▶ _PROBLEMS TO WORK ON_:
a) Decide whether each statement agrees with the trout fishing thread. Answer yes or no for each and quote the deciding words of the thread.
(i) Eroc33 estimates that Coopers Creek is about an hour away.
(ii) The Noontootla is said to allow live bait.
(iii) Blue Ridge is described as about 20 minutes from where Eroc33 is staying.
b) Write the next part of the trout fishing thread, picking up right after its last line.

▶ _DOCUMENT PASSAGE_:
# best public place to trout fish around ellijay



## Eroc33

I am going to ellijay this weekend and want to to trout fish, im pretty sure you can fish the cartacay that runs thru town but dont know much about it. i ll be staying on the west end of town out 52 and clear creek runs thru my girlfriends stepdads place where were staying,  but is real small and I really want to fly fish, but on that note does any one know anything about clear creek and if it is stocked.
and what kind of flys are they biting on now

thanks eroc33


----------



## toolmkr20

Coopers Creek.


----------



## Eroc33

best i can tell coopers creek is about an hour away is there anything closer. and can you fish anywhere on the cartecay around town


----------



## Eroc33

the toccoa sounds good but i dont think im going to have much time and blueridge is about 40min away from where we are staying i would really like to find something closer. is there anywhere you can tell where public access on the toccoa is incase there is something closer.


----------



## bladerunner55

Cuhutta Wma has  some real nice streams. Holly creek and the stream below lake canasauga are very descent.


----------



## Fireaway

Noontootla river is not far. It is artificial only so you will likely catch larger trout.


----------



## Tightliner

Fireaway said:


> Noontootla river is not far. It is artificial only so you will likely catch larger trout.

▶ _RECORDED INFORMATION_:
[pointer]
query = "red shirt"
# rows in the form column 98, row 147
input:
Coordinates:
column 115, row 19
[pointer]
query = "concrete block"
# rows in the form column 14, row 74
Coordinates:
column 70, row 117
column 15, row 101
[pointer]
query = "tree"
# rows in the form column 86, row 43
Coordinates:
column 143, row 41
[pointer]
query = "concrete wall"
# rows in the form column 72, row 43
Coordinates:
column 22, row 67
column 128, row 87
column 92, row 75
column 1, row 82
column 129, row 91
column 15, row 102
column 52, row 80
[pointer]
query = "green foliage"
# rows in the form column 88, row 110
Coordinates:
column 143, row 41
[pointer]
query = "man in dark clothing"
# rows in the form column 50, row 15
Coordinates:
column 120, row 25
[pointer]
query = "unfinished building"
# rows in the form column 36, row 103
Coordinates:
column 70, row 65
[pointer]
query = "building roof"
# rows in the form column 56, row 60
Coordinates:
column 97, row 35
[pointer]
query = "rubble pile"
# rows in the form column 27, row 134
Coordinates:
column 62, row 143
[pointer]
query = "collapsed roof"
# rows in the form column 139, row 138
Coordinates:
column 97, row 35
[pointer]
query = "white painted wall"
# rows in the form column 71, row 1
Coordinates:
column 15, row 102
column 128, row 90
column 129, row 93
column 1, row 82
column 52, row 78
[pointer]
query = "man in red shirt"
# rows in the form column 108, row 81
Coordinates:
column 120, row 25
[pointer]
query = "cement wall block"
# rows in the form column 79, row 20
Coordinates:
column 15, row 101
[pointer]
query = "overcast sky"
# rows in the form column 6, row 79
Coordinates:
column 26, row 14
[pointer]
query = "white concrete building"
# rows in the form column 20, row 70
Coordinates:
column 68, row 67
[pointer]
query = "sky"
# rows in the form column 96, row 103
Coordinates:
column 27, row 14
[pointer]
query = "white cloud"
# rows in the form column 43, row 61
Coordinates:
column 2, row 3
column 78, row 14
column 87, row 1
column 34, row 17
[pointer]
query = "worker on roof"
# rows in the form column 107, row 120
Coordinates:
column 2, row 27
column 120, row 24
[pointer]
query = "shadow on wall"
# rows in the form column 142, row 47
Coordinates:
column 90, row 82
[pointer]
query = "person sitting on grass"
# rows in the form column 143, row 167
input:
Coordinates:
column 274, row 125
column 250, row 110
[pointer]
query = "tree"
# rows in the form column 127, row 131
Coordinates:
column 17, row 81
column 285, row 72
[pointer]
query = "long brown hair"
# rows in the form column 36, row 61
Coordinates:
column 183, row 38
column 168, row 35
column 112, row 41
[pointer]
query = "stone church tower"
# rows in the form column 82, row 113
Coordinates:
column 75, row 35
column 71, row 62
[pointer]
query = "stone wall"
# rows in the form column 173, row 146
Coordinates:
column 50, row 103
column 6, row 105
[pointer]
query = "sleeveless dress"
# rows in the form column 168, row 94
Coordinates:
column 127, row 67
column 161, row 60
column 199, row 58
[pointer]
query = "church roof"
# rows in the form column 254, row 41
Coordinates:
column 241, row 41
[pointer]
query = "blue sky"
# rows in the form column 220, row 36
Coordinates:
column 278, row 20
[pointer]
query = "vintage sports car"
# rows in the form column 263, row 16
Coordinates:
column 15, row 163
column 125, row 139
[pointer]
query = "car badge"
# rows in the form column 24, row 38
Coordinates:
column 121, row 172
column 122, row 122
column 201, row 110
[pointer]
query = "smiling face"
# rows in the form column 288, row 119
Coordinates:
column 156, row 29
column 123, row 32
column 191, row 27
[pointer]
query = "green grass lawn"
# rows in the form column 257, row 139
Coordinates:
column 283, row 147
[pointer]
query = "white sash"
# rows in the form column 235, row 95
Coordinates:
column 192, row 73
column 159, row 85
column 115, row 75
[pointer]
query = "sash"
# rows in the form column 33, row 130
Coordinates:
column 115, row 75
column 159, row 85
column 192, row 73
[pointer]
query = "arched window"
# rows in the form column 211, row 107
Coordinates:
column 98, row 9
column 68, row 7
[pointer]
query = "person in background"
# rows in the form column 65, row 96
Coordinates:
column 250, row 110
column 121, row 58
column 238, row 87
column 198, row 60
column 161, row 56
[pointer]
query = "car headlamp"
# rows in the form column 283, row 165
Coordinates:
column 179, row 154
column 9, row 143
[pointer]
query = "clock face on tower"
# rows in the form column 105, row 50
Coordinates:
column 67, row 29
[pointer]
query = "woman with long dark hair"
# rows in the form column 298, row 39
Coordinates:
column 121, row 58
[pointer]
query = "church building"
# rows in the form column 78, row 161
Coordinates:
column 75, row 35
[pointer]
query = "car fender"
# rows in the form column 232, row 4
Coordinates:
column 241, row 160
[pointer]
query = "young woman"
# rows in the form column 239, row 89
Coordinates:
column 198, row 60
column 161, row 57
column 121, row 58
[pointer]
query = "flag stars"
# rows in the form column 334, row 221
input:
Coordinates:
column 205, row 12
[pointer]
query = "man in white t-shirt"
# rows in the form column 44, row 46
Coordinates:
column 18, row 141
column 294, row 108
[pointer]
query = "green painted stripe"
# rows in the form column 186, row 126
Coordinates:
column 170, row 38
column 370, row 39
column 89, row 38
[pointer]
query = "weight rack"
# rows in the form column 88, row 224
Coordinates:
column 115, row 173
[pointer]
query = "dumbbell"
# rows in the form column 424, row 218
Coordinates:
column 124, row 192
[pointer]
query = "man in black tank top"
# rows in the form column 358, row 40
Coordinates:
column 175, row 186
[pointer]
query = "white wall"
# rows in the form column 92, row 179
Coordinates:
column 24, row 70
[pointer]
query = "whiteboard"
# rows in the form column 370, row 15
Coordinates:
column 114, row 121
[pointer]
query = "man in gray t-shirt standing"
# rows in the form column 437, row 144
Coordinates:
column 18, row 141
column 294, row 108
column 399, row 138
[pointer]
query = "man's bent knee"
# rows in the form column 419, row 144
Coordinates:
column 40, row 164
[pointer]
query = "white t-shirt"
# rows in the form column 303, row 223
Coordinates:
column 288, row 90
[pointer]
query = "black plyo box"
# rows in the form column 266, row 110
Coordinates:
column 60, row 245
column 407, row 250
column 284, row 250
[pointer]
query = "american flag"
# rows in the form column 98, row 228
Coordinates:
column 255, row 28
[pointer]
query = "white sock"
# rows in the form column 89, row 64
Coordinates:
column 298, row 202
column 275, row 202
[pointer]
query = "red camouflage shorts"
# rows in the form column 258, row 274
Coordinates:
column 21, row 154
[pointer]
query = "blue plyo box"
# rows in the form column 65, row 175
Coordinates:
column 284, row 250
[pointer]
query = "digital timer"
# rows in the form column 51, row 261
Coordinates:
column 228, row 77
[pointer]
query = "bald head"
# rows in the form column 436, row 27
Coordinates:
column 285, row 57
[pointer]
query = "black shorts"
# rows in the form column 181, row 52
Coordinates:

▶ _RESPONSES PER TASK_:
a)
(i) Yes: "best i can tell coopers creek is about an hour away"
(ii) No: "It is artificial only"
(iii) No: "blueridge is about 40min away from where we are staying"

b)
Be prepaired for alot of bush crashing on Noontootla. Lots of overhanging brush and steep banks, etc., but well worth it. Taccoa is a great fishery, Cartacay holds some good fish too. Tickanittley (sp?) on the upper reaches of the Cartacay also holds some good fish. Alot of the feeder streams might still hold some fish too. Plenty of streams, just get the topo out! Hope this helps.

Later....................................


----------



## Eroc33

thanks for the info i fished clear creek and caught a few native fish and tried the cartecay but it was to high to wade where i wanted to fish. i am going to try noontootla next time i go up there


----------



## Meriwether Mike

I fished the Toccoa and the Cartecay this weekend. Caught a 14" brown on the Toccoa, but did better for numbers on the Cartecay. The water was low on both rivers. Want to try Noontootla soon.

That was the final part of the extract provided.